§ **Aufgabe**
Führe den Text über Gerald Langs Zeit bei Commodore im selben Stil weiter, beginnend nach seinem letzten Satz.

§ **Vorgegebener Text**
*****
Zwischen Teppichboden-Chef-Etage und Braunschweiger Entwickler-Chaos: Wenn Gerald Lang über seine Zeit bei Commodore erzählt, wird schnell klar: Hier sprechen nicht nur 30 Jahre IT-Erfahrung, sondern hier erzählt jemand, der die goldenen und chaotischen Jahre des Amiga hautnah miterlebt hat. Bei unserem Gespräch für die Amiga-Talks verriet er Geschichten, die zeigen, warum Commodore trotz genialer Technik scheiterte. Und es wird klar – es waren ganz oft Kleinigkeiten, die die Marke ins Stolpern brachten. Aber lest selbst.
Von spiegelverkehrt designten Bridgeboards über fehlende Backups bis hin zu 1100-Mark-Abendessenrechnungen – Gerald war mittendrin im Wahnsinn zwischen Frankfurter Anzugträgern und Braunschweiger Entwicklern. Manche der Geschichten mag man gar nicht glauben. Aber: Genau so hat Gerald sie aus seiner Erinnerung an diese Zeit erzählt.
Der Bauernopfer-Einstieg: Vom Amiga-Fan zum Entwickler-Flüsterer
„Meine persönliche Geschichte mit dem Amiga war eigentlich die, dass ich den Amiga kennengelernt habe, lange bevor ich bei Commodore war“, beginnt Gerald seine Erzählung. „Auf der ersten CeBIT, die ich jemals besuchen durfte. Da gab es den ersten Amiga und ich war hin und weg. Das war die perfekte Maschine für mich.“

Was dann folgte, war ein klassischer Fall von freundschaftlicher Manipulation. Ein Kollege, der von Baden-Baden nach Frankfurt zu Commodore gewechselt war, lockte Gerald 1988 mit einem verführerischen Angebot: „Ich habe einen Job bei Commodore für dich, komm zu mir.“
„Was ich erst hinterher erfuhr: Es war ein bisschen eigennützig von ihm“, lacht Gerald heute. „Er wollte die Abteilung wechseln, von der Technik weg zum Vertrieb und brauchte einen Nachfolger. Da hat er mich ausgesucht.“
„Das heißt, du warst eigentlich das Bauernopfer?“, hakte ich nach.
„Naja – ganz ehrlich: Für mich war es ein Riesenglück“, antwortet Gerald ohne zu zögern. „Die Community war damals schon ziemlich cool. Die Leute, die ich kennengelernt habe, gerade im technischen Bereich, waren super.“
Seine Mission bei Commodore war klar definiert: Den Entwickler-Support aufbauen. „Es gab bis zu meinem Anfang eigentlich niemanden, der sich wirklich intensiv um die externen Entwickler gekümmert hat.“ Commodore dachte damals tatsächlich: „Entwickler brauchen wir nicht, die Leute machen es eh von alleine.“ Ein fataler Irrglaube, wie sich zeigen sollte.
*****
Gespeicherte Einträge:
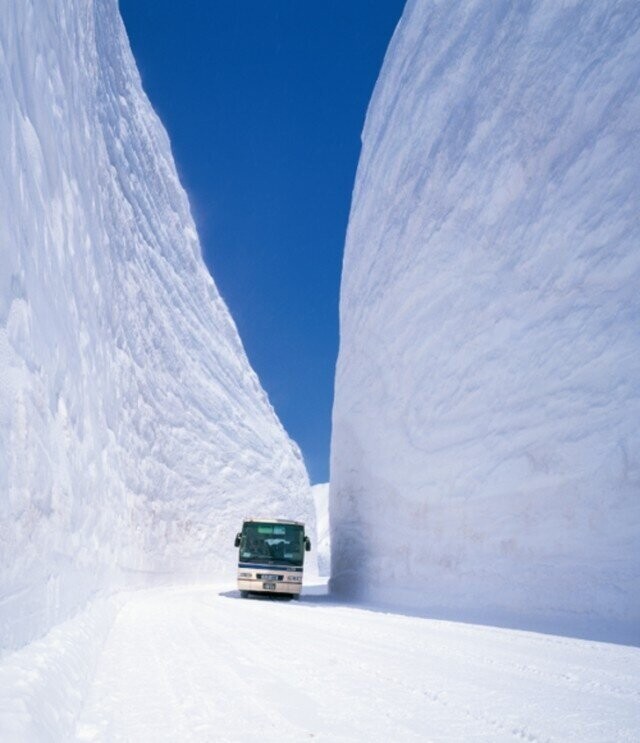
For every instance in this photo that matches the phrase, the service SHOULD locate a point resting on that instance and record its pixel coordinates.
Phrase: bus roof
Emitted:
(272, 521)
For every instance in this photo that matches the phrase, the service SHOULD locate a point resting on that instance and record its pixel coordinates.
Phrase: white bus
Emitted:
(271, 556)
*****
§ **Antwort**
Industriespionage deluxe: Wenn Apple unfreiwillig Geburtshilfe leistet
Wie baut man ein Entwicklerprogramm auf, wenn niemand weiß wie? Gerald fand eine elegante – wenn auch gewagte – Lösung: „Ich habe im Namen meines Chefs sozusagen „Industriespionage“ betrieben. Wir wussten ja alle nicht, wie macht man so ein Entwicklerprogramm mit verschiedenen Levels von Support und überhaupt…“
Seine Methode war verblüffend direkt und als er sie erzählt bleibt mir einfach der Mund offen stehen. Was er machte: „Ich dachte, ich ruf mal bei Apple an und sage, ich würde gern Apple-Programme entwickeln.“
„Du hast bei Apple angerufen?“, fragte ich ungläubig.

„Genau – hat prima geklappt. Die haben mich praktischen zugeworfen mit Infos, mit Programmen und allem. Damit hatten wir eine super Basis! Und jede Menge Templates, wie man so ein Programm aufzieht.“
„Also Freunde, Apple war ein Stückweit Geburtshelfer für den Amiga und für den Support der Entwickler“, fasste ich zusammen. „Wer hätte das gedacht? Danke Steve, war sehr nett.“
Gerald nickt: „War echt cool.“, sagt er ganz trocken. Und dann musste Gerald zum Wanderer zwischen den Welten werden. Welche Welten? Frankfurt und Braunschweig. Dazwischen lagen wirklich Welten… Hmmm – so wie er erzählt eher Galaxien…
Frankfurt und Braunschweig: Der Kulturkampf im „Commodore-Haus“
Das Verhältnis zwischen Commodores deutschen Standorten war, nun ja, kompliziert. Frankfurt war die Vertriebs- und Marketingzentrale, Braunschweig das Entwicklungs- und Produktionsherz. Aber die Welten lagen nicht nur geografisch weit auseinander.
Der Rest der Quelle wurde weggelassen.